======== SELECTED TEXT

This was the environment into which Sibelius stepped as second on Busoni's 15 November program, which also included Frederick Delius's orchestral nocturne Paris, Théophile Ysaÿe's Piano Concerto, and Ödön Mihalovich's ballad The Death of Pan ("my fellow competitors", as Sibelius referred to them in a 12–13 November letter to his wife, Aino). Sibelius was under constant stress: during the journey to Germany, he labored over the orchestral parts, many of which contained copy errors; upon arrival, he fumed over being second on the program and was annoyed that the promised rehearsals had both been scheduled for 13 November. Nevertheless, the rehearsals went well and the players reacted favorably to the tone poem: as Sibelius told Aino, "It is so beautiful... Busoni even embraced me".

The Berlin critics' reaction to the second concert, however, was hostile. Otto Lessmann of Allgemeine Musik-Zeitung described the performance as "painful", noting acerbically, "If steps forward in art should be illustrated in such works, the muse would viel her head"; while, Rudolph Buck opined in Berliner Neueste Nachrichten, "After the complete fiasco of the second concert, the announcement that these orchestral concerts would be continued in the autumn of 1903 sounded little short of blasphemous". Nonetheless, it appears as though Sibelius emerged more or less unscathed; indeed, the consensus opinion was that En saga was "the only valuable work" on the program. The positive reviews in the wake of the concert clearly lifted Sibelius's spirits. Following the concert, a confident Sibelius recounted for his wife the quality of both his art and his conducting:

As Tawaststjerna notes, thanks to En saga, at last the "ice had been broken for Sibelius in Germany", a success for which he had long hoped. Sibelius celebrated as Busoni's guest at a "lavish" dinner party.

Instrumentation 

En saga is scored for the following instruments:
Woodwind: 2 flutes (2nd doubling piccolo), 2 oboes, 2 clarinets (in B), 2 bassoons
Brass: 4 horns (in F), 3 trumpets (in F), 3 trombones, tuba
Percussion: bass drum, cymbals, triangle
Strings: violins, violas, cellos, double basses

Arrangement for septet 
The creative origins of En saga remain somewhat uncertain, although Sibelius's statements to Ekman and Furuhjelm indicate the piece may have evolved from sketches for a septet or octet the composer had begun in 1890–91. To date, however, researchers have been unable to recover the pre-En saga chamber piece, either as a completed manuscript or unfinished sketches (again, if such a composition ever existed). Gregory Barrett, professor of clarinet at the Northern Illinois University School of Music, has nonetheless sought to reclaim this (purported) "lost chamber masterpiece", arranging in 2003 the original 1892 orchestral tone poem for flute, clarinet, two violins, viola, cello, and string bass.

Contemporary accounts that describe the Barrett septet as a "reconstruction" are inaccurate; because Sibelius's 1890–91 sketches do not survive, there is no way to know how similar Sibelius's own chamber piece was to the first orchestral version of En saga and, by extension, to Barrett's chamber arrangement. It is for this reason that the Barrett septet is not included on the 13-volume BIS Complete Sibelius Edition, a 2007–11 project billed as having recorded every note Sibelius ever penned.

================

JOB 1 -
Answer these questions about the text on En saga:
(a) On what date was Busoni's program that included En saga?
(b) Which percussion instruments is En saga scored for?
(c) In what year did Gregory Barrett arrange the tone poem for septet?

======== RECORDS FOR THE TASK

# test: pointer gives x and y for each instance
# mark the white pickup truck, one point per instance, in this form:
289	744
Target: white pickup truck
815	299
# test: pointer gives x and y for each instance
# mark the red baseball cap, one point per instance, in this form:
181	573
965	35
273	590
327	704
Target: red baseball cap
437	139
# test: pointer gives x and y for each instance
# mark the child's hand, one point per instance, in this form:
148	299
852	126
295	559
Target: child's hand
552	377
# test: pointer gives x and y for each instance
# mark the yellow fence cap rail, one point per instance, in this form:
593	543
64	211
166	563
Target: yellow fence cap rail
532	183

================
======== RECORDS FOR THE TASK

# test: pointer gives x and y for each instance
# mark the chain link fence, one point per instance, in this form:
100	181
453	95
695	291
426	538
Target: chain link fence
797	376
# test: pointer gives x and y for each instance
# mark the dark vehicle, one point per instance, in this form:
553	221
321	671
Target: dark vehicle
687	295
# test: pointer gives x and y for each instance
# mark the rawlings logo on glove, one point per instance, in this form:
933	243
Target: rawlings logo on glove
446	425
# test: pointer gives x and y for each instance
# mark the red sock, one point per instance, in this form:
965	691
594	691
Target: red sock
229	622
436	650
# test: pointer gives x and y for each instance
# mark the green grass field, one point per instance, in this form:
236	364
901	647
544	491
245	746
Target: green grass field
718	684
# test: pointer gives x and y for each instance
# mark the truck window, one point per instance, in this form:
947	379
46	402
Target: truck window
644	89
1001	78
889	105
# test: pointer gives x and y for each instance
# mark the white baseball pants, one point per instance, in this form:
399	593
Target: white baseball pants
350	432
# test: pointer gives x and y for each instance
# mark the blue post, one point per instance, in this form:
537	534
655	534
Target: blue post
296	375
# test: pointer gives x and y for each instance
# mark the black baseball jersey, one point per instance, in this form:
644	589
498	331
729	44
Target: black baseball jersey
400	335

================

JOB 2 - List every line in the records that contains the string "rawlings".

FINAL ANSWER 1 -
(a) 15 November
(b) Bass drum, cymbals, and triangle
(c) 2003

FINAL ANSWER 2 -
# mark the rawlings logo on glove, one point per instance, in this form:
Target: rawlings logo on glove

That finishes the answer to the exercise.